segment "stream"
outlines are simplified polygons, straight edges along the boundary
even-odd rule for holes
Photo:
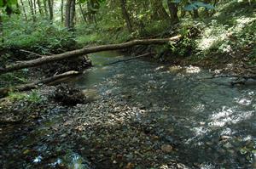
[[[139,140],[143,139],[143,144],[142,145],[148,144],[150,147],[148,151],[154,152],[150,154],[153,157],[149,156],[148,159],[152,158],[156,163],[157,161],[161,163],[154,165],[155,168],[168,168],[165,167],[165,164],[167,164],[171,159],[172,161],[182,162],[191,168],[256,168],[256,86],[253,83],[231,87],[229,83],[231,80],[228,78],[201,80],[203,77],[211,76],[209,70],[193,66],[183,68],[170,66],[140,59],[108,65],[127,58],[120,56],[118,52],[97,53],[90,54],[90,58],[94,66],[86,70],[84,74],[73,79],[71,82],[86,91],[90,98],[93,98],[92,100],[95,101],[89,105],[84,105],[85,107],[78,105],[80,110],[70,110],[72,115],[71,113],[68,115],[65,113],[55,113],[55,116],[51,116],[49,120],[40,123],[38,127],[33,130],[34,132],[32,131],[31,134],[15,143],[15,144],[21,144],[26,147],[22,149],[23,154],[29,153],[26,149],[32,144],[33,149],[40,149],[37,152],[50,152],[47,147],[50,147],[48,144],[51,142],[48,139],[52,134],[56,138],[63,137],[61,143],[65,143],[65,140],[68,142],[65,149],[68,149],[67,151],[69,153],[54,155],[54,160],[48,162],[49,167],[55,168],[58,164],[64,163],[68,166],[67,168],[89,168],[87,157],[89,156],[92,164],[95,157],[93,153],[88,153],[88,150],[94,152],[95,149],[98,149],[101,154],[102,146],[108,149],[108,152],[109,151],[110,156],[113,155],[111,151],[113,149],[119,152],[113,155],[114,157],[109,156],[107,160],[103,157],[98,160],[96,157],[97,163],[111,161],[111,165],[115,165],[119,162],[118,159],[122,155],[121,159],[125,159],[128,165],[120,162],[119,166],[110,166],[109,164],[103,167],[106,163],[102,162],[102,166],[96,165],[96,168],[124,168],[125,166],[126,168],[129,168],[127,166],[137,169],[154,168],[146,166],[147,165],[154,166],[150,163],[150,160],[148,162],[146,160],[143,161],[148,158],[148,154],[146,155],[148,151],[140,151]],[[105,103],[111,98],[116,99],[109,104],[114,104],[113,108],[105,106]],[[93,106],[96,104],[100,108],[105,106],[104,109],[108,109],[106,112],[118,111],[120,106],[124,106],[127,107],[126,110],[127,110],[128,113],[131,113],[126,115],[127,118],[119,119],[113,114],[109,120],[107,119],[108,121],[106,121],[104,125],[100,125],[98,124],[100,122],[95,122],[96,121],[95,119],[98,118],[97,115],[95,115],[97,111],[93,111]],[[84,114],[85,110],[76,114],[76,112],[82,111],[81,110],[90,110],[90,111],[95,112],[95,114],[90,114],[90,115],[96,115],[91,124],[95,122],[96,125],[101,127],[94,129],[90,123],[87,122],[85,125],[84,121],[82,122],[81,119],[87,119],[90,115],[84,116],[87,115]],[[104,115],[106,115],[103,116],[105,121],[108,115],[104,114]],[[71,117],[73,121],[70,121]],[[121,127],[115,125],[117,122],[113,122],[113,118],[115,118],[113,121],[120,122]],[[64,124],[62,126],[61,126],[61,121]],[[110,125],[111,127],[106,125],[109,124],[109,121],[113,123]],[[83,136],[79,134],[83,140],[85,140],[84,143],[80,141],[82,138],[79,141],[67,141],[74,138],[72,135],[75,132],[73,129],[67,129],[67,131],[72,131],[70,136],[67,137],[64,133],[67,132],[64,128],[68,127],[71,123],[79,127],[76,127],[76,131],[78,129],[79,132],[86,128],[88,131],[99,131],[96,133],[90,133],[91,137],[98,137],[96,148],[91,149],[90,147],[87,149],[86,146],[92,146],[93,144],[90,144],[91,139],[86,138],[88,137],[86,133]],[[129,129],[130,125],[132,126],[132,130]],[[137,150],[126,147],[115,148],[114,146],[119,146],[120,143],[125,140],[118,142],[119,139],[121,140],[118,138],[119,136],[111,138],[107,135],[106,131],[108,131],[109,127],[113,130],[111,131],[113,133],[111,132],[109,133],[119,134],[119,138],[123,137],[122,134],[125,131],[127,134],[133,134],[131,141],[133,144],[130,142],[126,144],[130,147],[136,144],[134,147]],[[116,127],[116,132],[113,129],[114,127]],[[55,131],[49,132],[52,128]],[[136,135],[137,132],[141,130],[143,132]],[[44,144],[41,139],[38,144],[38,139],[34,139],[37,137],[41,137],[41,138],[46,137],[46,141],[42,138],[45,143]],[[106,138],[104,143],[108,142],[108,147],[104,147],[104,144],[98,145],[101,137],[103,140],[104,138]],[[125,137],[128,136],[125,135]],[[79,142],[79,144],[73,148],[72,144],[75,142]],[[51,149],[62,146],[61,144],[54,144],[54,145]],[[171,150],[166,149],[166,147],[168,148],[166,145],[172,147]],[[113,149],[109,149],[112,146]],[[76,149],[80,150],[76,150]],[[136,153],[131,154],[130,152],[129,154],[128,151]],[[22,163],[24,168],[34,168],[33,163],[39,164],[41,161],[44,161],[44,155],[38,153],[32,155],[33,158],[29,159],[31,166],[27,164],[24,166]],[[138,155],[136,156],[137,155]],[[156,157],[154,158],[154,155]],[[114,160],[115,156],[117,160]],[[14,159],[15,160],[12,161],[13,163],[19,161],[19,158]],[[137,165],[132,166],[133,164],[129,163],[129,159],[131,161],[138,161]]]
[[[119,54],[91,55],[96,66],[77,85],[95,87],[101,93],[126,95],[129,104],[138,102],[150,110],[136,120],[154,121],[160,126],[156,132],[178,144],[176,155],[183,161],[227,168],[253,167],[253,161],[255,167],[255,85],[232,87],[226,78],[200,81],[212,74],[196,67],[166,68],[143,59],[102,66],[123,59],[110,55]],[[164,130],[171,130],[172,135],[165,135]]]

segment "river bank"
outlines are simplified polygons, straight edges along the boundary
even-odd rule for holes
[[[55,87],[37,91],[40,115],[33,108],[33,120],[1,125],[3,168],[254,167],[253,85],[201,82],[210,73],[198,67],[141,59],[102,66],[120,59],[96,54],[70,82],[86,104],[57,103]]]

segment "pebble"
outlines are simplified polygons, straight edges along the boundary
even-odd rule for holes
[[[164,151],[165,153],[170,153],[172,151],[173,148],[172,145],[169,145],[169,144],[163,144],[161,146],[161,149],[162,151]]]

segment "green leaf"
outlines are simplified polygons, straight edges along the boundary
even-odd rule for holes
[[[87,0],[79,0],[79,3],[85,3]]]
[[[0,8],[3,8],[3,7],[4,7],[4,5],[3,5],[3,0],[0,0]]]
[[[172,0],[172,3],[181,3],[181,0]]]
[[[197,8],[198,8],[198,7],[196,5],[195,5],[194,3],[189,4],[189,5],[184,7],[184,9],[187,10],[187,11],[193,11],[193,10],[195,10]]]

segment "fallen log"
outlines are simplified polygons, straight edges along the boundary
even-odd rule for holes
[[[68,58],[75,58],[81,56],[83,54],[88,54],[91,53],[109,51],[109,50],[118,50],[127,48],[136,45],[148,45],[148,44],[164,44],[170,41],[175,42],[181,38],[180,35],[172,37],[171,38],[164,39],[143,39],[143,40],[133,40],[127,42],[119,43],[119,44],[109,44],[109,45],[101,45],[96,47],[84,48],[78,50],[73,50],[70,52],[62,53],[60,54],[53,54],[49,56],[43,56],[36,59],[32,59],[28,61],[23,61],[19,63],[15,63],[12,65],[5,65],[0,67],[0,74],[7,73],[23,68],[35,67],[49,62],[61,60]]]
[[[221,75],[221,76],[213,76],[211,77],[200,78],[199,80],[207,80],[207,79],[214,79],[214,78],[236,78],[235,81],[230,82],[231,86],[236,84],[245,85],[249,79],[256,80],[256,75],[250,75],[250,76]]]
[[[60,79],[63,79],[63,78],[67,78],[70,76],[75,76],[75,75],[79,75],[80,74],[80,72],[79,71],[67,71],[60,75],[55,75],[54,76],[51,77],[48,77],[40,81],[36,81],[31,83],[27,83],[27,84],[22,84],[22,85],[19,85],[19,86],[15,86],[15,87],[5,87],[5,88],[0,88],[0,98],[4,97],[8,94],[9,92],[11,91],[26,91],[26,90],[30,90],[30,89],[33,89],[33,88],[37,88],[40,84],[49,84],[53,82],[55,82],[57,80]]]
[[[153,54],[152,53],[148,53],[148,54],[141,54],[141,55],[138,55],[138,56],[131,57],[131,58],[129,58],[129,59],[119,59],[119,60],[114,61],[114,62],[105,64],[104,65],[110,65],[118,64],[118,63],[120,63],[120,62],[127,62],[127,61],[130,61],[130,60],[137,59],[138,58],[146,57],[146,56],[148,56],[148,55],[151,55],[151,54]]]

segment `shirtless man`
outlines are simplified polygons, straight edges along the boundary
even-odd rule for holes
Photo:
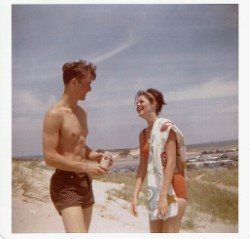
[[[62,70],[63,96],[44,119],[44,157],[48,166],[56,168],[50,194],[65,231],[88,232],[94,204],[91,176],[107,169],[99,164],[102,154],[86,145],[87,114],[77,103],[91,91],[96,67],[80,60],[65,63]]]

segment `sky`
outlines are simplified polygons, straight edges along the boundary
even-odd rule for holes
[[[63,93],[62,65],[86,59],[87,144],[138,147],[139,90],[160,90],[160,117],[186,144],[238,139],[237,4],[12,5],[12,155],[42,154],[46,111]]]

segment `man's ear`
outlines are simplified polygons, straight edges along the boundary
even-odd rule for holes
[[[71,82],[72,82],[73,85],[76,85],[76,83],[77,83],[76,81],[77,81],[77,79],[75,77],[72,78],[72,80],[71,80]]]

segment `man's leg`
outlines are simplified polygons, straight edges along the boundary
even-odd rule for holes
[[[92,206],[84,209],[81,206],[68,207],[63,209],[61,214],[65,232],[88,232],[92,217]]]

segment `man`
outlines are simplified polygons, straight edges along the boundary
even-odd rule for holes
[[[91,176],[107,169],[99,164],[102,154],[86,145],[87,114],[77,103],[91,91],[96,67],[80,60],[65,63],[62,70],[63,96],[44,119],[44,157],[48,166],[56,168],[50,193],[65,231],[88,232],[94,204]]]

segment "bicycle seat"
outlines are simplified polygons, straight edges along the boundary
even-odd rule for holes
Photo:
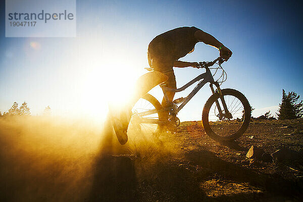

WORK INSTRUCTIONS: Please return each line of the material above that contains the word "segment".

THE RESULT:
segment "stream"
segment "river bank"
segment "pebble"
segment "green leaf"
segment "fallen log"
segment `shirtless man`
segment `sky`
segment `man's ear`
segment `man's leg`
segment `man`
segment "bicycle seat"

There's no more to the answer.